[Records]
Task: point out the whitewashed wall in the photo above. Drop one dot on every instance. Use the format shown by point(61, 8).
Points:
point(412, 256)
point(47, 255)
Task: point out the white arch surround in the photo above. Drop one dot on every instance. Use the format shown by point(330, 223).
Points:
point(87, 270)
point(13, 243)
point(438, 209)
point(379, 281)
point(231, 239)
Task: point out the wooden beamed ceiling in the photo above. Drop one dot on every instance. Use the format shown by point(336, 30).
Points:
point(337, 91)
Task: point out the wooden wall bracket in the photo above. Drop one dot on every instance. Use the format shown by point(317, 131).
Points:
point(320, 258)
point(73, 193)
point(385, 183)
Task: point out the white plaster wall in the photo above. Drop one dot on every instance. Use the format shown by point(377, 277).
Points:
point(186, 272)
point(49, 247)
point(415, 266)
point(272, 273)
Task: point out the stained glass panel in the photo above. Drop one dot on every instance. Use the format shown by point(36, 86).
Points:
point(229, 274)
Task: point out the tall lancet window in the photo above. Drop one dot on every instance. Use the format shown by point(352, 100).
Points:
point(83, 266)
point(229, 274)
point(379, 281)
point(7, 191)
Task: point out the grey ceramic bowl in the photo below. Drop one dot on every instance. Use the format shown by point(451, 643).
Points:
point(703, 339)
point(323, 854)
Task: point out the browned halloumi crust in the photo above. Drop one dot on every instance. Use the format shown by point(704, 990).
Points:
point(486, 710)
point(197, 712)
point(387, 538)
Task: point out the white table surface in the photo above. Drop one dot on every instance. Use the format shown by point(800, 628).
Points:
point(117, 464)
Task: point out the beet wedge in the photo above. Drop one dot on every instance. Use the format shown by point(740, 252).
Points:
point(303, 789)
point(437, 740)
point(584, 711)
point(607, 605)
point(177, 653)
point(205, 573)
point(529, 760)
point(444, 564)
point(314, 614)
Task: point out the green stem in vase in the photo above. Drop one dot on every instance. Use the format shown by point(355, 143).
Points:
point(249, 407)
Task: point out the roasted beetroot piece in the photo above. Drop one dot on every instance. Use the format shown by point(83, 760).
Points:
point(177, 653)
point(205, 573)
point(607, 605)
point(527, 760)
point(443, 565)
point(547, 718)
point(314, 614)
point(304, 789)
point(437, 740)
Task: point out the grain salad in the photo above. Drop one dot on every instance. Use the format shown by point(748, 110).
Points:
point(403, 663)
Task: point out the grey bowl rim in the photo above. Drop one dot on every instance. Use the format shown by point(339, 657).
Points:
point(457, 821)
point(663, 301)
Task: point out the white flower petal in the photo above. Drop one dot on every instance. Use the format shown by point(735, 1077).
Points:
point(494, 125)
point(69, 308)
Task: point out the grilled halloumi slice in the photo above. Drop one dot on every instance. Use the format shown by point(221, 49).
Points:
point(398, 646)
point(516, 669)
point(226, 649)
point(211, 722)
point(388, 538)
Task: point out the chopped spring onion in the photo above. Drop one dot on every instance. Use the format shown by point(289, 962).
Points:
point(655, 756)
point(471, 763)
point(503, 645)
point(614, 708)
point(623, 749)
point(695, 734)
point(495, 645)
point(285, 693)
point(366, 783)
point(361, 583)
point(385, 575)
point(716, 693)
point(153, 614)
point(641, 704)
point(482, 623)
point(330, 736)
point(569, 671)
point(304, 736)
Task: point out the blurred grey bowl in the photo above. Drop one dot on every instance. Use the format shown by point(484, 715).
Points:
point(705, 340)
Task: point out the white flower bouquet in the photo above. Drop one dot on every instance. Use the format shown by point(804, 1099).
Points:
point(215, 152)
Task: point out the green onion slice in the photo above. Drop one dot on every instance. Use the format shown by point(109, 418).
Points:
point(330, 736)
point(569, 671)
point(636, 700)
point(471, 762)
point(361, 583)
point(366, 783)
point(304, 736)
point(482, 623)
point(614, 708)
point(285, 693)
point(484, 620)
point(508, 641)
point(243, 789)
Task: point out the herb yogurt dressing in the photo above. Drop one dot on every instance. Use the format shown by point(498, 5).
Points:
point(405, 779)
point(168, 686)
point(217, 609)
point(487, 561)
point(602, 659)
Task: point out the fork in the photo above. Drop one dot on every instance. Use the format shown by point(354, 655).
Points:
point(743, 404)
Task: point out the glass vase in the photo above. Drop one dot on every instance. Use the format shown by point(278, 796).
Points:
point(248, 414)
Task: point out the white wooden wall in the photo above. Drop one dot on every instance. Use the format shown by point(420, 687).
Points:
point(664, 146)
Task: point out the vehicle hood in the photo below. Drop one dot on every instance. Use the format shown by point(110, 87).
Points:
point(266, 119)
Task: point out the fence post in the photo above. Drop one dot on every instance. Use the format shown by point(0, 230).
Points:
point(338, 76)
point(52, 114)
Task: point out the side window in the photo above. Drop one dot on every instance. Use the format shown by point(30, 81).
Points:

(Required task) Return the lines above, copying every one of them exactly.

(Reply)
Task: point out the whitewashed wall in the photo above. Drop one dot on every instance. Use the format shown by point(61, 8).
Points:
point(412, 256)
point(47, 255)
Task: point out the white arch surround in the photo above. Drop one dot on every instance. Use the format shown by point(330, 223).
Points:
point(87, 270)
point(13, 243)
point(438, 209)
point(379, 281)
point(231, 239)
Task: point out the wooden beamed ceiling in the photo above. Drop one dot on every instance. Use the format shown by point(336, 30).
Points:
point(337, 91)
Task: point out the wooden wall bracket in the photo above. Drop one dot on every instance. Use the format shown by point(317, 131).
Points:
point(320, 258)
point(73, 193)
point(385, 183)
Task: point out the white plaster wall in the photo above. Drop one dot on every instance. Use the format shown by point(377, 277).
Points:
point(186, 272)
point(49, 247)
point(415, 266)
point(272, 273)
Task: point out the stained glass panel in the photo above. Drop one dot on every instance. Use the format shown by point(36, 86).
Points:
point(229, 274)
Task: point out the tall lancet window in the photo above. Drop one dot on every instance. Use the format shown by point(352, 100).
Points:
point(83, 266)
point(229, 274)
point(379, 281)
point(7, 191)
Task: point out the grey ceramic bowl in the photo below. Drop one dot on every instance. Use the format shown by point(451, 643).
Points:
point(703, 339)
point(323, 854)
Task: point out the browned halloumi crust in the photo above. Drop one dot on every instance. Use the format shown by point(704, 990).
Points:
point(486, 710)
point(197, 712)
point(387, 538)
Task: point out the white table surface in the photo above. Drop one dot on every instance. Use the format shown by point(800, 628).
Points:
point(117, 464)
Task: point out the beet wedge in the photo above. Drop one dot on every instance. Use the format shown by point(740, 252).
Points:
point(303, 789)
point(437, 740)
point(584, 711)
point(607, 605)
point(177, 653)
point(205, 573)
point(529, 760)
point(444, 564)
point(314, 614)
Task: point out the green stem in vase in the photo above. Drop one dot on every instance. Use the format shown by point(355, 143).
Points:
point(249, 407)
Task: point out the roasted beetroot piece in the photo above. Drop one dot on every instance. Use the format shown by point(83, 760).
Points:
point(177, 653)
point(205, 573)
point(607, 605)
point(527, 760)
point(443, 565)
point(547, 718)
point(314, 614)
point(304, 789)
point(437, 740)
Task: point out the grain salad in the photo above. Drop one dot on every instance. Use the format shown by point(748, 110).
Points:
point(403, 663)
Task: point out the grey bowl rim in the photo above. Drop one dot on every instance. Use the format shown by point(339, 657).
Points:
point(457, 821)
point(663, 301)
Task: point out the white flower petal in the photo above. Drop one dot on every instance. Use the format shown by point(735, 1077).
Points:
point(494, 125)
point(69, 308)
Task: point out the grilled halloumi slice in the photo above. Drop one dot on every instance. Use the format shown by point(221, 49).
Points:
point(398, 646)
point(516, 669)
point(226, 649)
point(211, 722)
point(388, 538)
Task: point out the chopped spring onion in the photo above. Drop one dot on every instance. Use the format shown by point(289, 962).
Points:
point(655, 756)
point(471, 763)
point(503, 645)
point(614, 708)
point(623, 749)
point(695, 734)
point(495, 645)
point(285, 693)
point(366, 783)
point(361, 583)
point(385, 575)
point(716, 693)
point(153, 614)
point(641, 704)
point(482, 623)
point(330, 736)
point(569, 671)
point(304, 736)
Task: point out the blurred grey bowl in the photo above. Drop one dot on every instance. Use the format shown by point(484, 715).
Points:
point(705, 340)
Task: point out the white flower bouquet in the photo above. Drop one dot on every instance. Use the format shown by point(804, 1099).
Points:
point(215, 152)
Task: point out the green onion slice in the photo above. Drop one dot on every instance. Use the format shown by point(109, 418).
Points:
point(330, 736)
point(569, 671)
point(636, 700)
point(471, 762)
point(361, 583)
point(366, 783)
point(304, 736)
point(482, 623)
point(614, 708)
point(285, 693)
point(484, 620)
point(508, 641)
point(243, 789)
Task: point out the herb yogurt dressing in the photo above. Drop one dot on every instance. Use the format shown by point(498, 5).
Points:
point(405, 779)
point(168, 686)
point(217, 609)
point(487, 561)
point(602, 659)
Task: point out the fork in the photo above. Drop one dot on every instance. Use the format shown by point(354, 655).
Points:
point(743, 404)
Task: point out the glass vase in the photo above. Drop one dot on every instance. Use the format shown by point(278, 796).
Points:
point(248, 414)
Task: point out the white wooden wall in the photo above. Drop one dot on every instance. Use the format shown by point(420, 687).
Points:
point(664, 146)
Task: point out the vehicle hood in the photo below. Drop one dot on every instance. Use the format shown by point(110, 87).
Points:
point(266, 119)
Task: point out the fence post in the photo above. Drop one dot on every instance. Use the format shown by point(0, 230).
Points:
point(338, 76)
point(52, 114)
Task: point out the side window in the photo above. Drop one dot on every instance. Use the format shown by point(30, 81).
Points:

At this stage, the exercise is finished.